# [Document text]

I got kicked out of school and went to work and I could not maintain the schedule that they were on. I had no means to kind of hang out as much as they needed to. For a while I tried to. I was working in a welding shop and trying to get back into school, but I was working from eight [in the morning] until some nights seven o’clock. I would hook up with them and try to play with them, but often they didn’t get around to even making music until four or five in the morning, and I just couldn’t...After a while, there wasn’t enough payback for me on it. I missed a lot of that and I missed being around them to a degree, but it got to the point where I had to feed myself, so I kind of dropped out of what they were doing. And that was right at the point when they started, I think, getting more serious about recording and traveling and that kind of thing.

Did you have an inkling of their shift to more song-structured material?

Yeah. I’ve talked to Jon here and there. I’m aware sort of how [they’re] split between east and west coast factions of the band and all of the internal turmoil that they talk about, but I have not really listened much to the music. ... There are people in the band who were not in the band when I was involved with it and the sound has sort of moved in a very different direction, I think, following a lot of their desires for where the band should go, where the sound should go.

I’m pretty interested in both improvised and social musics, and I can see both of those things in the Dicks: how it involved different groups of people, its inclusiveness to try and encompass many things, the joys and discord that comes from that open philosophy, and the embracing of the element of chance into the performances and involving the audience in that.

# [Source material]
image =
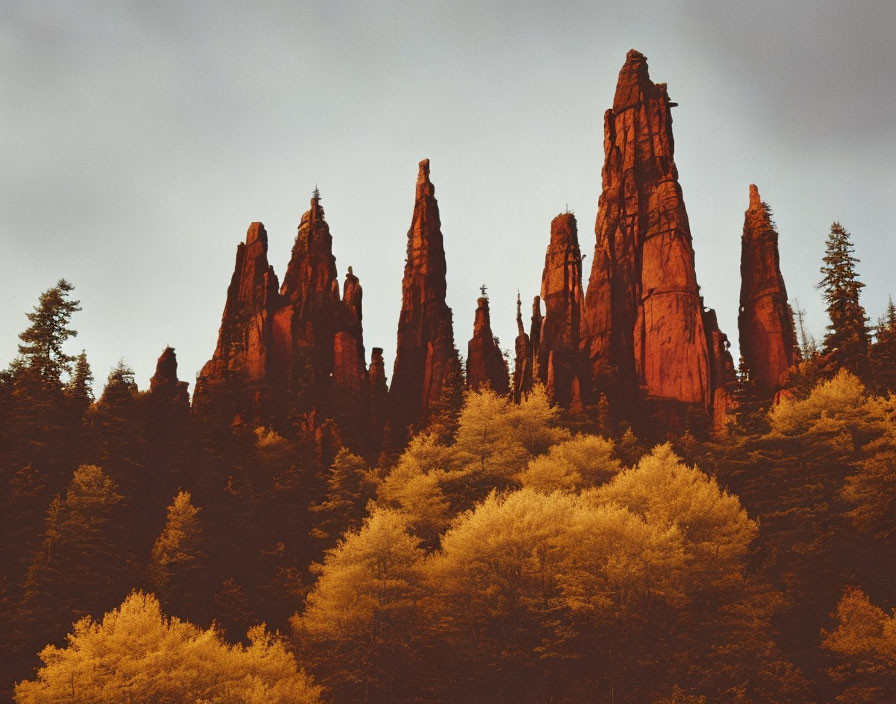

# [Stated problem 1]
The last paragraph of the interview excerpt says the speaker can see certain things in the Dicks. List each of them.
# [Stated problem 2]
Set down, word for word, the stretch of the interview excerpt from "Yeah. I’ve talked" through "sound should go.".

# [Exercise solution 1]
- How it involved different groups of people
- Its inclusiveness to try and encompass many things
- The joys and discord that come from that open philosophy
- The embracing of the element of chance into the performances and involving the audience in that

# [Exercise solution 2]
Yeah. I’ve talked to Jon here and there. I’m aware sort of how [they’re] split between east and west coast factions of the band and all of the internal turmoil that they talk about, but I have not really listened much to the music. ... There are people in the band who were not in the band when I was involved with it and the sound has sort of moved in a very different direction, I think, following a lot of their desires for where the band should go, where the sound should go.